## WORK INSTRUCTION 1
In the M420 kitbash post, what were the new sunshade rails made from?
## WORK INSTRUCTION 2
For each statement, say whether it agrees with the M420 kitbash post. Back each yes or no with the deciding words of the post, quoted exactly. (a) The sand hatches were taken from another model's shell. (b) The weekend's work on the project took about 10 hours. (c) The new doors were made of aluminum foil.
## WORK INSTRUCTION 3
Carry on the M420 kitbash post from where it stops.

## EXTRACTED TEXT
◆ ◆ ◆ ◆

Monday, October 5, 2015

Poor Man's MLW M420 Kitbash - Part 2

I worked all week end on my M420 after stripping the paint.  16 hours of work later, the project reached a interesting point.

The broken resin cab required good restoration work. After gluing it together, I had to modify the front cab door (round corners), modify the battery box doors under the cab and realign the side windows. New sunshade rails were made out of Plastruct styrene C-channel altered in a L-shape. Other noticeable modification including getting rid of the round fillets on the nose with Magic Sculpt Putty. This is an EMD design. MLW cabs didn’t have fancy like fillet, all corners were square giving a particular brutish feel about this particular locomotive. Sand hatches were also scavenged from an Atlas Trainmain RS32 shell (previously scavenged for my RS18 project).

Remaining things to do on the cab include framing the window, adding the all-weather cab extension, a bell, a horn and headlight. Some detailing must be added to the battery boxes too. And, I’ll need to drill holes for classification lights.

The body shell required a fair amount of surgery. Beyond repair parts were removed, including a butched set of grille and the rear louvers. New doors are paper cuts and new louvers are aluminium foil embossed on an Athearn GP9 shell. The rear louvers were made by scribbing styrene sheets with a dull hobby knife blade. The relief was they cleaned with a round blade to give them a slated look. Later, I layered thin styrene sheet details to make the frame, hinges and latches. So far, so good! I was sure it would end up as a mess.

◆ ◆ ◆ ◆

## INFORMATION SUPPLIED
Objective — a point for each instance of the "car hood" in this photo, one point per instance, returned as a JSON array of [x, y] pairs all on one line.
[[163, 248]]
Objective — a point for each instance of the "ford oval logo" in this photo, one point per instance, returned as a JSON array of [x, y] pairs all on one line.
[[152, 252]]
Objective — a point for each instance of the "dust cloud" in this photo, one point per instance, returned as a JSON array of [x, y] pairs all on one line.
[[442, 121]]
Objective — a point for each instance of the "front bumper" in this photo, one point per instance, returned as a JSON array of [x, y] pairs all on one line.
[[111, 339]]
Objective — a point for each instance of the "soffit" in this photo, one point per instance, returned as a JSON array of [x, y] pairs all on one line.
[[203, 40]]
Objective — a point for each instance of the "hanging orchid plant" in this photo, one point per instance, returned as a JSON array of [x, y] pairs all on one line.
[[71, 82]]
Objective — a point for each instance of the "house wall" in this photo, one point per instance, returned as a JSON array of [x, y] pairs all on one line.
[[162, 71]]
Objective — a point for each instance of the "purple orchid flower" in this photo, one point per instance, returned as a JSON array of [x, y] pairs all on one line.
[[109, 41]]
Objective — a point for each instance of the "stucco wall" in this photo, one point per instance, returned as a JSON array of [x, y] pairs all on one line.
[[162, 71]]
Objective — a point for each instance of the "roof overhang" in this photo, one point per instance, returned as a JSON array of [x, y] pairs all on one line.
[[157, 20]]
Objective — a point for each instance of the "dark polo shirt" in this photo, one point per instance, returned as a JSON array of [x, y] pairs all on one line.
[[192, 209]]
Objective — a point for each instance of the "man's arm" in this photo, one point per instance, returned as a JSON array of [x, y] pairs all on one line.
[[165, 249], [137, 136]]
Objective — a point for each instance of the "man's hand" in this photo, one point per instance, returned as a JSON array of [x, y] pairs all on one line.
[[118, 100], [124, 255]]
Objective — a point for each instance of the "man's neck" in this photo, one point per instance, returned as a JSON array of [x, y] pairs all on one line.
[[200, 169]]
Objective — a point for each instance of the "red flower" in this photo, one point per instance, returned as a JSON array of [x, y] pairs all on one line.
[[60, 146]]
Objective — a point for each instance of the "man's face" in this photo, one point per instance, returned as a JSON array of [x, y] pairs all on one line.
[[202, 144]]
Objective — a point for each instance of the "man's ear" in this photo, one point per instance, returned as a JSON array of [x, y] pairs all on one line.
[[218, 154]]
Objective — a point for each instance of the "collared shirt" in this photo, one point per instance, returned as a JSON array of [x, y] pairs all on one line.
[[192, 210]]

◆ ◆ ◆ ◆

## WRITTEN REPLY 1
Plastruct styrene C-channel altered into an L-shape.

## WRITTEN REPLY 2
(a) Yes: "Sand hatches were also scavenged from an Atlas Trainmain RS32 shell"
(b) No: "16 hours of work later, the project reached a interesting point."
(c) No: "New doors are paper cuts"

## WRITTEN REPLY 3
For the roof, I decided to keep my sculpted wood plank in place. I added scratchbuilt lift rings, a new styrene stacks and ventilation trap (don’t know the real name of that platform sitting in the middle of the roof). Finally, cab steps cut from the RS32 shell were glued on each side of the body.

There’s still a few details to address on the body shell, including filling the number boards area, but it is mostly completed.

The real big challenge starts now. M420 running boards are kind of unique. There’s a lot of similarity with a RS11 frame, but the comparison stops there. I’ll probably have to kitbash, even scratchbuilt entirely this part. Once finished, the new frame will be permanently glued to the body shell. Finally, the cab, painted and detailed, will be screwed in place from beneath. Then, I’ll probably add scratchbuilt brass handrails. There’s very little alternative about the stanchions. It will be the last ordeal. The one against which I lost the battle the first time I built this kitbash 14 years ago. This time, there’s no turning back.